_BRIEF_. Write out the items below without changing a character, starting at the line containing "TARGET = green forested hillside" and continuing through the last line of the items.

****

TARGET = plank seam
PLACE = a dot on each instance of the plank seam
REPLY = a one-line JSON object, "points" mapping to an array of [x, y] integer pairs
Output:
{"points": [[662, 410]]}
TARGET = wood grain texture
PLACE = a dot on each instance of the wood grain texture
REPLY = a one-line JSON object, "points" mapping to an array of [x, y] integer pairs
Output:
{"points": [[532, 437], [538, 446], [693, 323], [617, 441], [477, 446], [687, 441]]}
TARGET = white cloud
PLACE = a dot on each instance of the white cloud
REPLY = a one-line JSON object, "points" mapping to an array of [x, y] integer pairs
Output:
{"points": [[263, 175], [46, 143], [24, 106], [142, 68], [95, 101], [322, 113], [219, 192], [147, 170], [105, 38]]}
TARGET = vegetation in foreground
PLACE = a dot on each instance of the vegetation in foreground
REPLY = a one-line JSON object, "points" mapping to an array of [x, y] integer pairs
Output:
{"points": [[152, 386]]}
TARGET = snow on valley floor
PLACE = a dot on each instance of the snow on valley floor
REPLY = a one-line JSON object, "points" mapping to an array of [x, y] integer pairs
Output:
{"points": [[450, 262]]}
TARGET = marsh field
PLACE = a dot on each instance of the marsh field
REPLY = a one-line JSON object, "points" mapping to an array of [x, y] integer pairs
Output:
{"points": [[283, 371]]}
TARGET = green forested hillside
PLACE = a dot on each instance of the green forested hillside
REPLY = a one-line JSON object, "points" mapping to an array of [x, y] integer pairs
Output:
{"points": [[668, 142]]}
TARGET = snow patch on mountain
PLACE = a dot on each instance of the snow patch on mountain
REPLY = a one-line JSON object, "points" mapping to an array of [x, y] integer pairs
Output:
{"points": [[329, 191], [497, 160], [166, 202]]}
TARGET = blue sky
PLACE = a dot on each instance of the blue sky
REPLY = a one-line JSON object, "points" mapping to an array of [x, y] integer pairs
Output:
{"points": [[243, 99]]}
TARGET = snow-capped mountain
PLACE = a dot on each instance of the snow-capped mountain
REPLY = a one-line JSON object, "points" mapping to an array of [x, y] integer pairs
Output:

****

_TASK OUTPUT_.
TARGET = green forested hillside
PLACE = a dot on each instance of the green forested hillside
REPLY = a one-line JSON object, "points" mapping to an array of [x, y] integer pairs
Output:
{"points": [[668, 142]]}
TARGET = snow patch on mountain
PLACE = a dot on each instance of the snow patch on mountain
REPLY = a one-line JSON object, "points" mapping to an array of [x, y] integer pairs
Output:
{"points": [[329, 191], [497, 160], [166, 202]]}
TARGET = blue sky
PLACE = a dot on each instance of the blue sky
REPLY = a one-line JSON object, "points" mapping to an array of [x, y] integer pairs
Output:
{"points": [[243, 99]]}
TARGET = snow-capped mountain
PLACE = a dot on each instance of the snow-capped mountain
REPLY = a one-line JSON object, "points" mapping to an array of [x, y] integer pairs
Output:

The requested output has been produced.